▶ Problem: From the line that contains "A single pin marks each instance of the dealership" down to the last line of the data below, transcribe every line exactly.

▶ Records for this task:
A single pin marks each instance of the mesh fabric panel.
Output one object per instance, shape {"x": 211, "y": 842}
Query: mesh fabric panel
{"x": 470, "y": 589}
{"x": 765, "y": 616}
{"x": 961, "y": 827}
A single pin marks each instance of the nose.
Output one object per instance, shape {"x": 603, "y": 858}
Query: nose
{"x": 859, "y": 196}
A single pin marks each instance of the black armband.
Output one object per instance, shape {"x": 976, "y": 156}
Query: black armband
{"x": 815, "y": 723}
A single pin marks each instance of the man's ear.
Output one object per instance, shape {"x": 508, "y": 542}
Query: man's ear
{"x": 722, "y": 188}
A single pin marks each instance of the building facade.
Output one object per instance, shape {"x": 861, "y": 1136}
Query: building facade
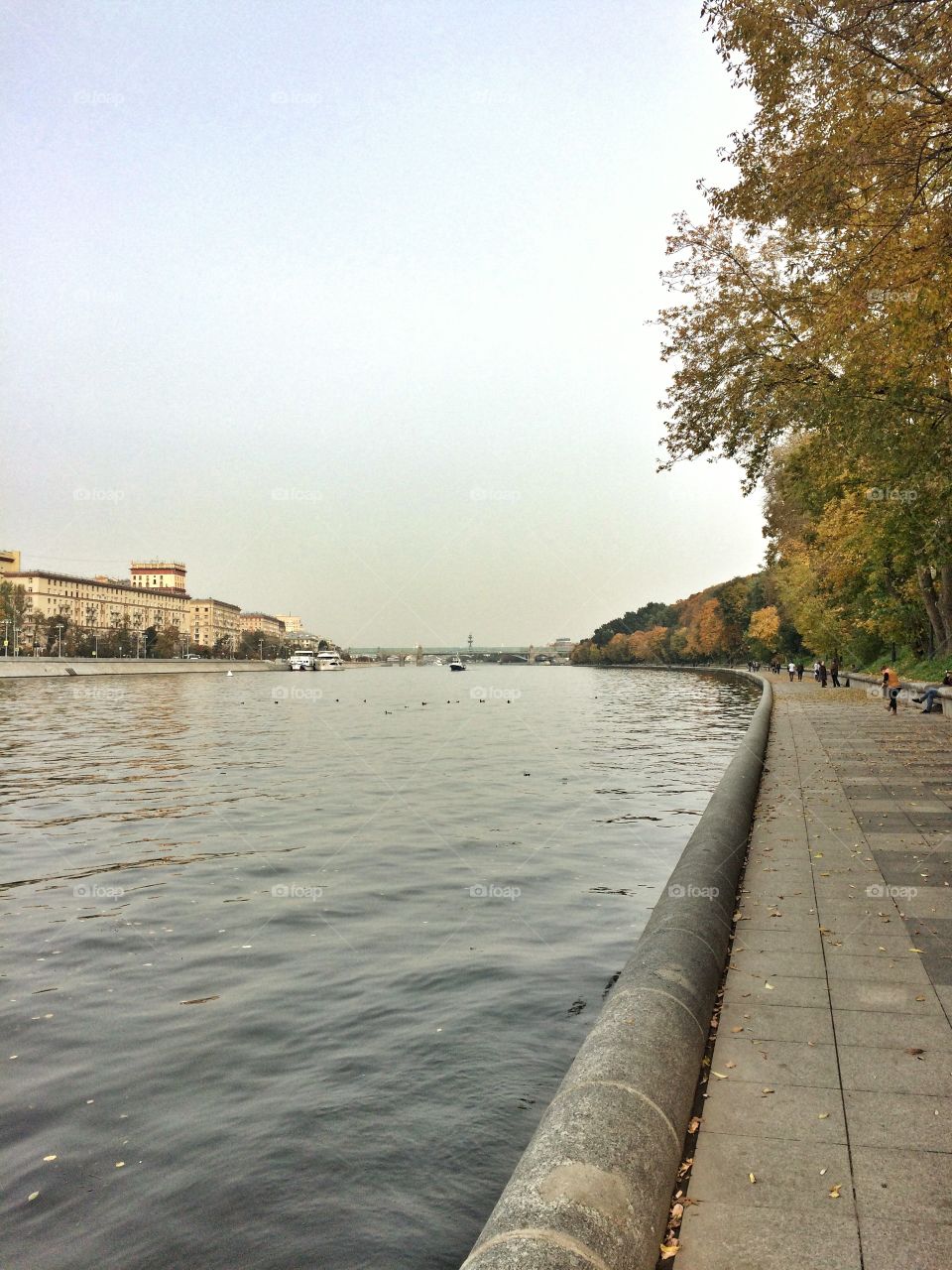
{"x": 99, "y": 604}
{"x": 158, "y": 574}
{"x": 214, "y": 622}
{"x": 263, "y": 622}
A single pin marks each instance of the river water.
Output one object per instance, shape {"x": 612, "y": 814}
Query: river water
{"x": 294, "y": 962}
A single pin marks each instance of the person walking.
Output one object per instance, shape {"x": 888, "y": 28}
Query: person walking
{"x": 890, "y": 689}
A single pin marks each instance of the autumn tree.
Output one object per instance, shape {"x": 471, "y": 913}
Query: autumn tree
{"x": 815, "y": 302}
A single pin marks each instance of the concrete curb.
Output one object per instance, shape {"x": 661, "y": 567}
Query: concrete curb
{"x": 593, "y": 1188}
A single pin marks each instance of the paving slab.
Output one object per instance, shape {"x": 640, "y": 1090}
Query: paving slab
{"x": 834, "y": 1043}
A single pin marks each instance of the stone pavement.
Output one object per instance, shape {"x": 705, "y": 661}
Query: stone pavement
{"x": 826, "y": 1130}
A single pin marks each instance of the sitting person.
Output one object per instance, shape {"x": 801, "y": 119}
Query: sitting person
{"x": 932, "y": 691}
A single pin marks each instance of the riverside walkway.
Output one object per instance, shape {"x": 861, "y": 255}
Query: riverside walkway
{"x": 826, "y": 1130}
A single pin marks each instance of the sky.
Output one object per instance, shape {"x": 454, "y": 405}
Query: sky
{"x": 348, "y": 307}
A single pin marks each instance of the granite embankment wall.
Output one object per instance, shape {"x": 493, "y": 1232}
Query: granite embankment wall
{"x": 56, "y": 667}
{"x": 593, "y": 1188}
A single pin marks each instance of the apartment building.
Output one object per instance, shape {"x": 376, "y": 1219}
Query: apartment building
{"x": 100, "y": 603}
{"x": 213, "y": 620}
{"x": 264, "y": 622}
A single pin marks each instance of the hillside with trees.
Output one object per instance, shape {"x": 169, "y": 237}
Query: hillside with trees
{"x": 734, "y": 621}
{"x": 810, "y": 336}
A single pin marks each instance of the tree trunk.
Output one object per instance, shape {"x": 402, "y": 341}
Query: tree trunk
{"x": 946, "y": 604}
{"x": 932, "y": 604}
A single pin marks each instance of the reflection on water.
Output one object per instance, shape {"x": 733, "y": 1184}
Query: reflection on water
{"x": 293, "y": 975}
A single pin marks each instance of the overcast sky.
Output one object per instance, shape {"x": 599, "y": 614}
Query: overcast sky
{"x": 345, "y": 305}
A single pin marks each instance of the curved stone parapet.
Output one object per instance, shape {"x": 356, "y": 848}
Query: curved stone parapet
{"x": 593, "y": 1188}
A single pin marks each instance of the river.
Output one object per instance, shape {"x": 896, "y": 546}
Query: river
{"x": 294, "y": 962}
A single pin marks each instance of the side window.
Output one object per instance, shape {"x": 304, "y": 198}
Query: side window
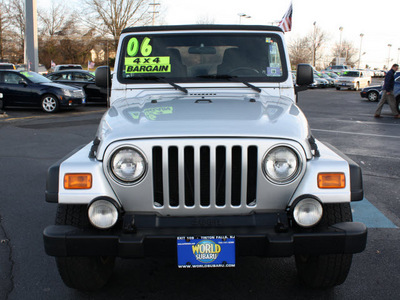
{"x": 66, "y": 76}
{"x": 81, "y": 77}
{"x": 55, "y": 77}
{"x": 12, "y": 78}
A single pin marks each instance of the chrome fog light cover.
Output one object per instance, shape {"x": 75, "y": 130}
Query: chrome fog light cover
{"x": 281, "y": 164}
{"x": 128, "y": 165}
{"x": 102, "y": 214}
{"x": 307, "y": 212}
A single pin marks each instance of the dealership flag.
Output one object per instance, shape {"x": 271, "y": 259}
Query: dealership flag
{"x": 286, "y": 22}
{"x": 90, "y": 64}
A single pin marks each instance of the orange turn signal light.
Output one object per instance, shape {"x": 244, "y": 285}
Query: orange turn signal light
{"x": 331, "y": 180}
{"x": 77, "y": 181}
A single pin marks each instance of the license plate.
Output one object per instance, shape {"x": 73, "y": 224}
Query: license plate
{"x": 206, "y": 252}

▶ Answer to this problem:
A single pin marks each instance of the dealership flag.
Output one object per instance, shape {"x": 271, "y": 259}
Query: dealership flag
{"x": 286, "y": 22}
{"x": 90, "y": 64}
A single pin marks each instance of the orange turn signal light.
Output one object per instance, shape {"x": 244, "y": 285}
Query: orange turn signal light
{"x": 331, "y": 180}
{"x": 77, "y": 181}
A single pin marks each instance of the license plate.
Output one object per instance, shape {"x": 73, "y": 224}
Query: license plate
{"x": 206, "y": 252}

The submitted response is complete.